* _WHAT TO WORK ON_:
Carry on the passage about heptane torsion parameters below, picking up right after its last sentence.

The hydrocarbon torsion parameters lead to overall good agreement between QM and FF torsion surfaces. In view of the importance of the relative population of trans-gauche configurations in the DPPC hydrocarbon tail for membrane properties, we revisited the agreement between QM and FF torsion surfaces. The 1-D potential energy scan for the C-C-C-C torsion of an isolated n-heptane molecule based on the original torsion parameters is shown in Figure 2. The FF was found to overestimate the energy of the gauche conformation by 0.1 kcal/mol, as compared to the QM scan. To improve the agreement between FF and QM 1-D scans, the torsion parameters were modified. The 1-D scan resulting from this modification is also presented in Figure 2 for comparison with the original FF and QM data. The agreement between the gauche energy is now improved, while the trans-gauche barrier height is minimally affected. Heptane rotamer energies61 were also found to be in slightly better overall agreement with QM energies.

Figure 2.

Figure 2

The torsion energy surfaces for heptane. The C2–C3–C4–C5 dihedral is scanned while keeping all other dihedrals fixed at 180°. The QM data is from Klauda et al. J. Phys. Chem. B 109, 5305 (2005) as is computed using the MP2:CC method described therein. The Orig model is the best fit of the QM data and New corresponds to the FF gauche state stabilized by an additional 0.1 kcal/mol required for better agreement with the QM data.

* _ENTRIES SHOWN_:

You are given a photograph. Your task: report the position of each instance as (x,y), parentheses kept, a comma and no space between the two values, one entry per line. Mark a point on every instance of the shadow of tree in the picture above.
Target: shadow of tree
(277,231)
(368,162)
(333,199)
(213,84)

* _RESULT OF THE TASK_:
4.1.2 Dimethylphosphate and tetramethylammonium

Parameters for the phosphate portion of the phosphatidylcholine head group are based on a Drude model of the dimethylphosphate anion (DMP) and summarized in the Supporting information. The electronic properties of the DMP model are presented in Table 2. The model polarizability of 7.8 Å3 is smaller than the QM value of 10.6 Å3. The underestimation of the gas phase molecular polarizability is consistent with the renormalized atomic polarizabilities used in the parameterization of polarizable halide models.60,62 The positive moiety of the phosphatidylcholine head group is based on the parameterization of the tetramethyl ammonium cation (TMA) and optimized FF parameters are included in the Supporting information. The electronic properties of the TMA model are presented in Table 2. The molecular polarizability shown in Table 2, agrees well with the QM value. This is consistent with a recent parameterization of polarizable cationic atoms that base the model atomic polarizability on the gas phase polarizability of the ion.60,62

Table 2.

Electronic properties of dimethyl phosphate(DMP) and tetramethyl ammonium(TMA). Shown are the trace of the molecular polarizability. The unit of length is Å.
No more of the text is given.